** START Supplied records **

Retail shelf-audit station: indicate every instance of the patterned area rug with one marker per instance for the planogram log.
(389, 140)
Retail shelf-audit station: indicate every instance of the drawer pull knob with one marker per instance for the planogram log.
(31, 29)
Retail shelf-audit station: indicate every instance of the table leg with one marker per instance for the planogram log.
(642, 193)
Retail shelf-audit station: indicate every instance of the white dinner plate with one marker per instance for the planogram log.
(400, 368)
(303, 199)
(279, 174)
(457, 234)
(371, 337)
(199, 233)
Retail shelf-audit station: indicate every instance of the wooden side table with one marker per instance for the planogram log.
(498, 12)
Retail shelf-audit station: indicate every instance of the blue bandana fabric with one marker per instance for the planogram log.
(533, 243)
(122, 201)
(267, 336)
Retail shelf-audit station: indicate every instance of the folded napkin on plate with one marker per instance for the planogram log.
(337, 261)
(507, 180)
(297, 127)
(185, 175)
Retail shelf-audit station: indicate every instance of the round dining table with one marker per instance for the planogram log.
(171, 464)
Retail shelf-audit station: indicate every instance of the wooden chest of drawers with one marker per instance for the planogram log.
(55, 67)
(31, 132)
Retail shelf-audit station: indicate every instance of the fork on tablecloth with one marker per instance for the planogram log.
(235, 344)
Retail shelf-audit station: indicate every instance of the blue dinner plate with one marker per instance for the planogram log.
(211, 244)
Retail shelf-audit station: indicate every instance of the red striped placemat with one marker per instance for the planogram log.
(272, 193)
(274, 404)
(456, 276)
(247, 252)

** END Supplied records **

Repeat every line of the entries above, requests included, from the line with "the blue dinner" up to and including the last line. Multiply each coordinate in the answers by 1.15 and round to whole numbers, with halves rounded up, and give only those lines.

| Finished exercise |
Retail shelf-audit station: indicate every instance of the blue dinner plate with one marker per instance for the planogram log.
(243, 281)
Retail shelf-audit station: indicate every instance of the red striped placemat with one marker per instance for the planogram log.
(313, 222)
(315, 465)
(524, 317)
(284, 290)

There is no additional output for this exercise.